(Extracted records)
Segment Open

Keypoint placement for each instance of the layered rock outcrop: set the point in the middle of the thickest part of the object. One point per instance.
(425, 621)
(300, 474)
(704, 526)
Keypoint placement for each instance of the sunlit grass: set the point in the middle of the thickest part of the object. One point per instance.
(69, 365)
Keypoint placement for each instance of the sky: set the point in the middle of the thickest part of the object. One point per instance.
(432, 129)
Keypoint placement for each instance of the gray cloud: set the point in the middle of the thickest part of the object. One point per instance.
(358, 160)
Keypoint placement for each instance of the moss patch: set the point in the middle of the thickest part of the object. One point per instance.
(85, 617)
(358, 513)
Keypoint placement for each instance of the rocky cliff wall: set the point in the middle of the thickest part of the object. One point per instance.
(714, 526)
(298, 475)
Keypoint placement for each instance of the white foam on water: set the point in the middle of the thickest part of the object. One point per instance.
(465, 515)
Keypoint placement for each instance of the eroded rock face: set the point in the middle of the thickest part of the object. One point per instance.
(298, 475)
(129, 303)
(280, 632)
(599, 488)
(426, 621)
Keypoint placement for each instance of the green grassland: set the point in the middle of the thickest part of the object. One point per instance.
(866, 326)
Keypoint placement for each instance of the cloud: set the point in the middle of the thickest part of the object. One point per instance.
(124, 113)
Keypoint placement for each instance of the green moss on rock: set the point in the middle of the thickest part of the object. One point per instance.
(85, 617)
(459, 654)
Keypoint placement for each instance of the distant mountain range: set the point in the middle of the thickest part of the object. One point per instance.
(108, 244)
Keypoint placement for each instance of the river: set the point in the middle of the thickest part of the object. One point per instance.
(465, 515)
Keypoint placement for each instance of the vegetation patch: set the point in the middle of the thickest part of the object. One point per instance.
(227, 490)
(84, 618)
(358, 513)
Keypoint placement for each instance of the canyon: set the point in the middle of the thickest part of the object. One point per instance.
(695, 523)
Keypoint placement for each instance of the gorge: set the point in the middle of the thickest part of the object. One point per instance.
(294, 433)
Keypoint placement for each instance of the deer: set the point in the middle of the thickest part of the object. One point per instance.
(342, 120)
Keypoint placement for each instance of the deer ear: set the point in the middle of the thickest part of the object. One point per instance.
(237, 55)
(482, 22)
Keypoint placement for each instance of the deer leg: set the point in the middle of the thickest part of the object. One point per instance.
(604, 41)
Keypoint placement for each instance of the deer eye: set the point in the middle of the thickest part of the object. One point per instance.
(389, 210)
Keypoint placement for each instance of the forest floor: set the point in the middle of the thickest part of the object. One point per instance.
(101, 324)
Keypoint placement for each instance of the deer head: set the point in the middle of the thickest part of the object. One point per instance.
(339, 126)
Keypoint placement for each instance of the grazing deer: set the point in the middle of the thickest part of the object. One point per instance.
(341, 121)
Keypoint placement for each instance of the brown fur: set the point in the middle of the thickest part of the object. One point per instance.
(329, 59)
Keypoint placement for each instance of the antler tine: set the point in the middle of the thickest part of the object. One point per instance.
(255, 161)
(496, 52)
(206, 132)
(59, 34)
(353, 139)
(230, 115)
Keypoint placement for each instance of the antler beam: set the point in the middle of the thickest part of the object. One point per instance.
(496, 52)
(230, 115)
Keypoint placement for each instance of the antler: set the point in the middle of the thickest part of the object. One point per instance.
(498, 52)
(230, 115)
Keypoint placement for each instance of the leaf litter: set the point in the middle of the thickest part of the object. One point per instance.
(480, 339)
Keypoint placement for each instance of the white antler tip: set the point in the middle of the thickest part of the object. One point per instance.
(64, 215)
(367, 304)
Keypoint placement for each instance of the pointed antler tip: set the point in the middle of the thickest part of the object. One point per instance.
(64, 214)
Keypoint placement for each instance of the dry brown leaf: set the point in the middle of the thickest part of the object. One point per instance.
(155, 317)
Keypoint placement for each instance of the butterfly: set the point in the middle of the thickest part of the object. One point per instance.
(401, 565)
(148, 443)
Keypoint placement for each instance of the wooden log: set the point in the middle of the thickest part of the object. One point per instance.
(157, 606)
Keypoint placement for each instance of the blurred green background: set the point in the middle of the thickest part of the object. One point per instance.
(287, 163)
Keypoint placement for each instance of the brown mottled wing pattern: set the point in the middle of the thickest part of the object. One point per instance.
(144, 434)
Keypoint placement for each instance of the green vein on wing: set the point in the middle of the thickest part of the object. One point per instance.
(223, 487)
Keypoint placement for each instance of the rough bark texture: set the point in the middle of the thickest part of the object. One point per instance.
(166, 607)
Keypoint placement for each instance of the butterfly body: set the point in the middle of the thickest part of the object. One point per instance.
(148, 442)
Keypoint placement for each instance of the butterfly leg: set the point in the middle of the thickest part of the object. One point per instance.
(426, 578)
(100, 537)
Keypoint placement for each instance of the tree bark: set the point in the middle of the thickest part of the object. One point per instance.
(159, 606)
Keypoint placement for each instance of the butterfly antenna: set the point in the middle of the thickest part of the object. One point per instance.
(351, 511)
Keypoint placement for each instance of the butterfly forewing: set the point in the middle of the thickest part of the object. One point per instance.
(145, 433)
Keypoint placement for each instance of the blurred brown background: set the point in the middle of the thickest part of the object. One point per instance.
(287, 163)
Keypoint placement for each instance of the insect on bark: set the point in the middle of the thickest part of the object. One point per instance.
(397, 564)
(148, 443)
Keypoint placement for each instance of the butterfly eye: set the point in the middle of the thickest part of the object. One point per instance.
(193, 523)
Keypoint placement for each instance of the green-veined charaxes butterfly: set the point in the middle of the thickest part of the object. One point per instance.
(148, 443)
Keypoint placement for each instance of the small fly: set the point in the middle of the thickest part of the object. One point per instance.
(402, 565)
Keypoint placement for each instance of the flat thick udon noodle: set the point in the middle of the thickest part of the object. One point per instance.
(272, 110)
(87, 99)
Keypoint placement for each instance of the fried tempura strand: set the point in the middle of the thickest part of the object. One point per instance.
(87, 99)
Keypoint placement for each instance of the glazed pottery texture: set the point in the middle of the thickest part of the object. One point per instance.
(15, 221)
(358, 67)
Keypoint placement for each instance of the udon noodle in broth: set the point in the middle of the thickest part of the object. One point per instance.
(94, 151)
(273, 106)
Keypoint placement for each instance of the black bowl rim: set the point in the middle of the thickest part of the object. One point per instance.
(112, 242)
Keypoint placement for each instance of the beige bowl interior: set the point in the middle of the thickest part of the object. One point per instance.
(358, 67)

Segment Closed

◆ Exercise goal:
Please type the entries above out again exactly.

◆ Answer box:
Keypoint placement for each instance of the layered rock outcrop: set the point in the middle of the thickest part of the object. One point per instance.
(425, 621)
(300, 474)
(704, 526)
Keypoint placement for each instance of the sunlit grass: set the point in the middle of the thickest part of the object. One point per instance.
(69, 365)
Keypoint placement for each instance of the sky: set the point in the middle of the thickest part of the object. One point per instance.
(432, 129)
Keypoint placement for each instance of the gray cloud: set the point in the middle of the thickest part of the object. One point per instance.
(358, 160)
Keypoint placement for each instance of the moss patch: set the point in the middle of the thickest part of the object. One point per instance.
(85, 617)
(358, 513)
Keypoint placement for each instance of the rocky cliff wall: set the point in the middle of the thickest part of the object. One point per instance.
(714, 526)
(298, 475)
Keypoint placement for each instance of the white foam on water: set the point in the middle of the thickest part of the object. One point per instance.
(465, 515)
Keypoint placement for each instance of the eroded rock face: set the point in the middle of the thickest part of the object. One point per instance.
(298, 475)
(129, 303)
(280, 632)
(599, 488)
(426, 621)
Keypoint placement for each instance of the green grassland: set the point in the middle of the thickest part of the object. One point per instance.
(866, 326)
Keypoint placement for each instance of the cloud: set the point in the middle of the thickest part of the object. One point per instance.
(124, 113)
Keypoint placement for each instance of the green moss on rock: set the point in the middle of the thickest part of the object. One point per instance.
(85, 617)
(459, 654)
Keypoint placement for each instance of the distant mountain range: set the point in the middle of the thickest part of the object. One point per instance.
(108, 244)
Keypoint placement for each instance of the river: set the point in the middle of the thickest part of the object. One point per instance.
(465, 515)
Keypoint placement for each instance of the vegetation patch: set the point in the middle of the thickest part of the object. One point per instance.
(227, 490)
(84, 618)
(358, 513)
Keypoint placement for each instance of the canyon: set the point in the middle of the thickest part of the object. One point per instance.
(695, 523)
Keypoint placement for each instance of the gorge: set the point in the middle of the thickest part of the object. One point per instance.
(294, 433)
Keypoint placement for each instance of the deer: set the point in the middle of the thickest part of the object. One point per instance.
(342, 120)
Keypoint placement for each instance of the deer ear: set the point in the middle of the thickest part of the object. One point per instance.
(237, 55)
(482, 22)
Keypoint placement for each instance of the deer leg: set the point in the middle of the thickest part of the object. One point per instance.
(604, 41)
Keypoint placement for each instance of the deer eye: set the point in the middle of the thickest part of the object. One point per instance.
(389, 210)
Keypoint placement for each instance of the forest floor: set the point in the middle of the thickest part of the object. One point per instance.
(101, 324)
Keypoint placement for each instance of the deer head: set the point in the middle of the thickest part of the object. One point per instance.
(339, 126)
Keypoint placement for each instance of the grazing deer: set the point in the middle of the thickest part of the object. One point per instance.
(341, 121)
Keypoint placement for each instance of the brown fur: set the point in the middle of the thickest part of the object. One point per instance.
(329, 59)
Keypoint placement for each instance of the antler tine: set the point in the middle of the thickest part of the object. One point per instance.
(255, 161)
(496, 52)
(206, 132)
(59, 34)
(353, 139)
(230, 115)
Keypoint placement for each instance of the antler beam: set the point in the middle of the thickest part of the object. One point per instance.
(496, 52)
(230, 115)
Keypoint placement for each instance of the antler: set the point in the middle of the thickest part of the object. One point per instance.
(498, 52)
(230, 115)
Keypoint placement for each instance of the leaf litter: set the point in the middle of the thickest part of the object. One point per instance.
(480, 339)
Keypoint placement for each instance of the white antler tip: set the point in the middle of the thickest part of the object. One point per instance.
(64, 215)
(367, 304)
Keypoint placement for each instance of the pointed antler tip: set the point in the middle of the thickest part of the object. One point per instance.
(64, 214)
Keypoint placement for each instance of the dry brown leaf: set the point in the middle of the thickest part of the object. One point per instance.
(155, 317)
Keypoint placement for each instance of the butterfly: set the point in the middle of the thickest part of the object. One point per instance.
(401, 565)
(148, 443)
Keypoint placement for each instance of the wooden log: set the point in the middle of the thickest part of the object. One point per instance.
(157, 606)
Keypoint placement for each instance of the blurred green background: set the point in the middle of the thickest part of the object. One point per instance.
(287, 163)
Keypoint placement for each instance of the brown mottled wing pattern: set the point in the middle of the thickest part of the object. One point per instance.
(144, 434)
Keypoint placement for each instance of the green vein on wing: set the point in the middle of the thickest part of the object. One point per instance.
(223, 487)
Keypoint placement for each instance of the rough bark texture: set the point in the middle of the thickest part of the object. One point per instance.
(166, 607)
Keypoint placement for each instance of the butterfly body: set the point in the middle of the thickest part of the object. One point per instance.
(148, 442)
Keypoint placement for each instance of the butterfly leg: set the point in the middle of the thickest part of the object. One point per instance.
(426, 578)
(100, 537)
Keypoint placement for each instance of the tree bark: set the point in the middle of the thickest part of the object. One point per instance.
(159, 606)
Keypoint placement for each instance of the butterfly antenna: set the point in the middle of the thickest part of the object. One point per instance.
(351, 511)
Keypoint placement for each instance of the butterfly forewing: set the point in the middle of the thickest part of the object. One point per instance.
(145, 433)
Keypoint placement for each instance of the blurred brown background: set the point in the middle of the thickest part of the object. One point per instance.
(287, 163)
Keypoint placement for each instance of the insect on bark: set the point in the middle of the thickest part of the object. One point per instance.
(397, 564)
(148, 443)
Keypoint placement for each instance of the butterfly eye: set the point in the middle of the thickest part of the object. One point per instance.
(193, 523)
Keypoint placement for each instance of the green-veined charaxes butterfly: set the point in the middle of the thickest part of the object. One point per instance.
(148, 443)
Keypoint placement for each instance of the small fly: set the point in the middle of the thickest part of the object. One point per instance.
(402, 565)
Keypoint placement for each instance of the flat thick udon noodle: set the point in the middle of the thickest part of the object. One point per instance.
(272, 110)
(87, 99)
Keypoint placement for each instance of the fried tempura strand: set the point in the middle of the thickest part of the object. One point per instance.
(87, 99)
Keypoint placement for each instance of the glazed pottery texture: set the point in the middle of the thickest part of the object. One point per instance.
(15, 221)
(358, 67)
Keypoint placement for each instance of the udon noodle in broth: set the point in the middle of the thickest part of the object. One point per instance.
(94, 151)
(273, 106)
Keypoint placement for each instance of the black bowl rim: set the point in the middle of the thickest part of the object. One point per instance.
(112, 242)
Keypoint placement for each instance of the beige bowl interior: set the point in the middle of the thickest part of the object. One point per instance.
(358, 67)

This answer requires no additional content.